WHAT THIS TASK INVOLVES — Scan the entries below and return each line that contains "position".

PROVIDED DATA —
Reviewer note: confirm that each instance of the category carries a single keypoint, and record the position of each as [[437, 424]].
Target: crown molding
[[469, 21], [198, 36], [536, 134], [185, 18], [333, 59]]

* * *

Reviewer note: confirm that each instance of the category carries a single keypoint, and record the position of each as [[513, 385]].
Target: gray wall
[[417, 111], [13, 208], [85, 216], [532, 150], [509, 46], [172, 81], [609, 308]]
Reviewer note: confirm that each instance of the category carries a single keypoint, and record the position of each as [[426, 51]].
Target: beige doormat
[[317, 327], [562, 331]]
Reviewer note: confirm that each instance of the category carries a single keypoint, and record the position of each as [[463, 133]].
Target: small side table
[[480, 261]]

--

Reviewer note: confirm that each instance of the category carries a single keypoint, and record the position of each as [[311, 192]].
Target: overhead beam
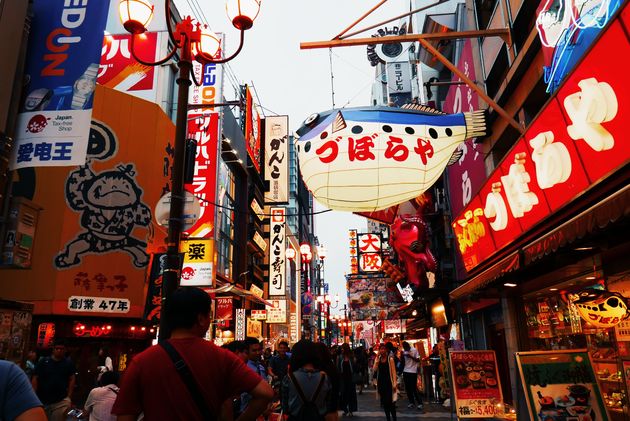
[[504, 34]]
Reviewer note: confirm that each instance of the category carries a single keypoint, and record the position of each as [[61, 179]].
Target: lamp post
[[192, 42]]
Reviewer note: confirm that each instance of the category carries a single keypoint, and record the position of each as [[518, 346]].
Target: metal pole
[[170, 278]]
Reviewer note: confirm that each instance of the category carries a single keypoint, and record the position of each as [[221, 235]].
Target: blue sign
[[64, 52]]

EXPECTED ANSWER —
Reviewer note: confirm that each instance of the category carries a single keypoint, and record the position of each as [[437, 424]].
Reviewer note: confirm that each instance of the category carries a single keypoint, and record the position of each as [[513, 385]].
Reviewer note: confirm that each instance of the category carries a single keypoint, and record the position of each as [[426, 51]].
Reviewer note: confirm that each instance of the category carries a single keypoint, and record the position of each as [[463, 133]].
Reviewer note: confirm that each instance of the category carries a single keypoint, and record the position of each as [[311, 192]].
Reviewer note: confirm that each instance of the category carries a single keypoint, and record the position of each as [[61, 179]].
Reviewer note: confirm that each instance of the category carries a single keypoint, and record the position of each as [[518, 346]].
Reviewer note: confirm that each instance of the category carries a single keypoint, and record the position of each as [[221, 235]].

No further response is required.